■ **What you are asked to do**
Take the entries that follow and write each one out exactly.

[Stored items]
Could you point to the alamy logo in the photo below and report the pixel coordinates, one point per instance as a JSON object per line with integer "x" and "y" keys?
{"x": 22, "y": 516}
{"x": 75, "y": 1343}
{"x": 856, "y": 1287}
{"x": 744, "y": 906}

■ **Written response**
Could you point to the alamy logo in the photo below and report the pixel coordinates, one point per instance as a JSON object per line with integer "x" and "y" keys?
{"x": 22, "y": 516}
{"x": 75, "y": 1343}
{"x": 856, "y": 1287}
{"x": 744, "y": 906}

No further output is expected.